[seek-dev] EcoGrid Query Service: Instances and Factories

Jing Tao tao at nceas.ucsb.edu
Wed Jan 21 09:13:09 PST 2004

Hi, Matt:

It seems everyone agree to the approach which uses instance rather than 
factory. Let's do it.

Today I am starting the changes base on the resultset.xsd. When it is 
done, I will start change the factory. Since I will take Thursday off and 
hope everything will be back at the late of Friday.



> >>>>> "MJ" == Matt Jones <jones at nceas.ucsb.edu> writes:
> MJ> 
> MJ> EcoGrid team,
> MJ> I've been working on the registry issues, and have run into some issues 
> MJ> with the way Jing and Bing are using the Grid "Factory" pattern.  As 
> MJ> they have implmented it, each wrapped server (like a metacat or srb) 
> MJ> exposes a "Factory" which has a "createInstance" method.  When called, a 
> MJ> new endpoint is created that exposes the methods in our 
> MJ> EcoGridQeuryLevelOne interface spec.  This endpoint is then queried by 
> MJ> only that one client.  However, this pattern makes it very hard for us 
> MJ> to discover where the EcoGridQueryLevelOne services reside, because they 
> MJ> don't exist at the time that the client is querying the registry.
> MJ> 
> MJ> I don't see what we gain from using the factory pattern here at all 
> MJ> (given our underlying server systems), so I am proposing we eliminate 
> MJ> use of Factories and just stick to EcoGridQueryLevelOne instances.  I 
> MJ> think that doing so would substnatially simplify the demands on clients 
> MJ> in the service discovery pahse while clients are querying the registry.

-*-

▶ _Given instruction 1_: Pull out each line of the rows below that holds the string "black". Case counts.

▶ _Provided data_:

-*-

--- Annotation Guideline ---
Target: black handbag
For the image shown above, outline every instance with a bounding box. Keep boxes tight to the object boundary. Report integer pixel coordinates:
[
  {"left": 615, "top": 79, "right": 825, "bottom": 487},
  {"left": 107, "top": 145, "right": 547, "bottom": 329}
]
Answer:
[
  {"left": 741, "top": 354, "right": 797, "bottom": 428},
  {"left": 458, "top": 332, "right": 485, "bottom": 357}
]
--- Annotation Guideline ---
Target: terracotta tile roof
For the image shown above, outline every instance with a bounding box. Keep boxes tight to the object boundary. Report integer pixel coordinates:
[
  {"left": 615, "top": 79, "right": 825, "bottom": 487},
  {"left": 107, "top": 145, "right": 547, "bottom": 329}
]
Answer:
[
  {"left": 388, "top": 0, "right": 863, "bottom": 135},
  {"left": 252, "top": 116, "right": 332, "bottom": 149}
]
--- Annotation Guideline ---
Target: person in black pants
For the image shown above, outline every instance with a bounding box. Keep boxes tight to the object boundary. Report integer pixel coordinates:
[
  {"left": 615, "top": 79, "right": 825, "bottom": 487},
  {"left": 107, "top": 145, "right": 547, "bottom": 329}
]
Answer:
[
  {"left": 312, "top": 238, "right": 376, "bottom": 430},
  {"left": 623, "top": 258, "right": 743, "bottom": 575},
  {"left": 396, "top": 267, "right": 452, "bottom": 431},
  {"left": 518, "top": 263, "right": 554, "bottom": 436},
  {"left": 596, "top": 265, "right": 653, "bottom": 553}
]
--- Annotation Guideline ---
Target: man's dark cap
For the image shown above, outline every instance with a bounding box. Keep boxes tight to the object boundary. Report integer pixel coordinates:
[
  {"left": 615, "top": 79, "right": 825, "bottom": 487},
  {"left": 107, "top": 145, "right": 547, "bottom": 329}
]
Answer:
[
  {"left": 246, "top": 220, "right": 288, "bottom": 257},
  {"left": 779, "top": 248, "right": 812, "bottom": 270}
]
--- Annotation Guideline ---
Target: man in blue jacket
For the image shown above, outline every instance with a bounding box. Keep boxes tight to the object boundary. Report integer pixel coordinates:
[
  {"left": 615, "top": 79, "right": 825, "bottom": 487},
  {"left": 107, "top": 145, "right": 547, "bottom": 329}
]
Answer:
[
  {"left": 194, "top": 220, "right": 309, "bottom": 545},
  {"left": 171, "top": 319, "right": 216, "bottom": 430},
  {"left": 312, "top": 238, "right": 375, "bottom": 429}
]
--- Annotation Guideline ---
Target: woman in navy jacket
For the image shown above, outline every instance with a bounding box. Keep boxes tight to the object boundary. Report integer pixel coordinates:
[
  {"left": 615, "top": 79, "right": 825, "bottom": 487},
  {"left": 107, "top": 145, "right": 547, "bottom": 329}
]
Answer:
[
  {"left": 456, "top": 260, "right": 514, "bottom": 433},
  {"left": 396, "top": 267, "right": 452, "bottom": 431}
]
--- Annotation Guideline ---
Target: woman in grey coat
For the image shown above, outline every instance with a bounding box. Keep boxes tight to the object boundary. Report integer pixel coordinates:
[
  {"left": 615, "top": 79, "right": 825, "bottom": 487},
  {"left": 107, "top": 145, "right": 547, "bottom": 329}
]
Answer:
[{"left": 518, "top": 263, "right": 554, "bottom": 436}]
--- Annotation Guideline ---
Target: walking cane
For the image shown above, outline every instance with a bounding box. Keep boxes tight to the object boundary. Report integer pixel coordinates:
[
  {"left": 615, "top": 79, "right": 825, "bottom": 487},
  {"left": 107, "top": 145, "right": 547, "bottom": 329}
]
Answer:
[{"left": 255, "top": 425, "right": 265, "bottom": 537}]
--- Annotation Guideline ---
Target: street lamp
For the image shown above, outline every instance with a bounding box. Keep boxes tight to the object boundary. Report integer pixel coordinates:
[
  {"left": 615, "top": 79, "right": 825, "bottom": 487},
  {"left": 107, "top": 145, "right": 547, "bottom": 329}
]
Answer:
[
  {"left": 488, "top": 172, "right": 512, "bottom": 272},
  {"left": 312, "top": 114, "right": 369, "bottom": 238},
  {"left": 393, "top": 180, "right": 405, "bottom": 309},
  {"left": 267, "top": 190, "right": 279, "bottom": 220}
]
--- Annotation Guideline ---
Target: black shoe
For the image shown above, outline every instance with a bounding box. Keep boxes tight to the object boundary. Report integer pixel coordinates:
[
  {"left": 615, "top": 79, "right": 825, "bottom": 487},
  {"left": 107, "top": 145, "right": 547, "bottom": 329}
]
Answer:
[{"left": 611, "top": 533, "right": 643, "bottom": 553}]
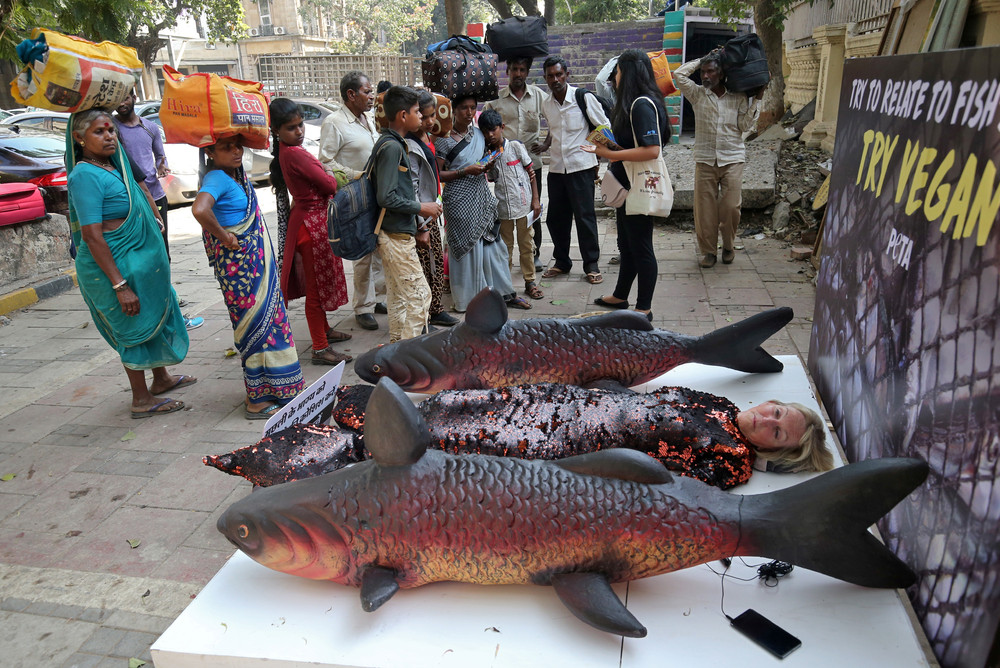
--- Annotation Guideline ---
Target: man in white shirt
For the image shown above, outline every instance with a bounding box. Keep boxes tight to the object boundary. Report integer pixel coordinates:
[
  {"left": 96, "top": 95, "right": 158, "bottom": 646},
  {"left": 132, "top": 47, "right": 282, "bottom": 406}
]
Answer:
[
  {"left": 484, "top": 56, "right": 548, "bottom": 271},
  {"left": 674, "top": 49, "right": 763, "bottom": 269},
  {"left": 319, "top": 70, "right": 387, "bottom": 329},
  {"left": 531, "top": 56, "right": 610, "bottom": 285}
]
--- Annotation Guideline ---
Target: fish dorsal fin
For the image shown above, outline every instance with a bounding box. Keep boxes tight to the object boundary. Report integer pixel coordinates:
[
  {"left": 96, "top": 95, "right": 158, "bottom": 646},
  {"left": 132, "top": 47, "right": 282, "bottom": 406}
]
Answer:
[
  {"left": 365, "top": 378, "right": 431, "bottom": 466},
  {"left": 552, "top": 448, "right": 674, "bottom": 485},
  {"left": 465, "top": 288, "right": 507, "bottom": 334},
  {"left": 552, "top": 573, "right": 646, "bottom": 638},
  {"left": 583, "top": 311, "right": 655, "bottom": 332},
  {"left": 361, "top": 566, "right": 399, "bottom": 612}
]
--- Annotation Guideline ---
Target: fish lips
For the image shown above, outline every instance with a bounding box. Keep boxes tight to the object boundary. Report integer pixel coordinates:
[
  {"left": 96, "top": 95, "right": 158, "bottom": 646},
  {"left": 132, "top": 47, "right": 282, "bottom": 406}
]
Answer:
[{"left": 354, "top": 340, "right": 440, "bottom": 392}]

-*-

▶ _Given instruction 2_: In the email, why does Matt Jones propose doing away with the factories and keeping only EcoGridQueryLevelOne instances?

▶ _Result 1_:
Target: black handbag
Target: person in black pants
Target: black shoe

▶ _Result 2_: Under the factory pattern, each EcoGridQueryLevelOne endpoint is only created when a client calls "createInstance". So these services don't exist yet when a client is querying the registry, which makes it very hard to find where they reside. Matt Jones sees no gain from the pattern given the underlying server systems. Using instances alone would greatly simplify what clients must do during service discovery.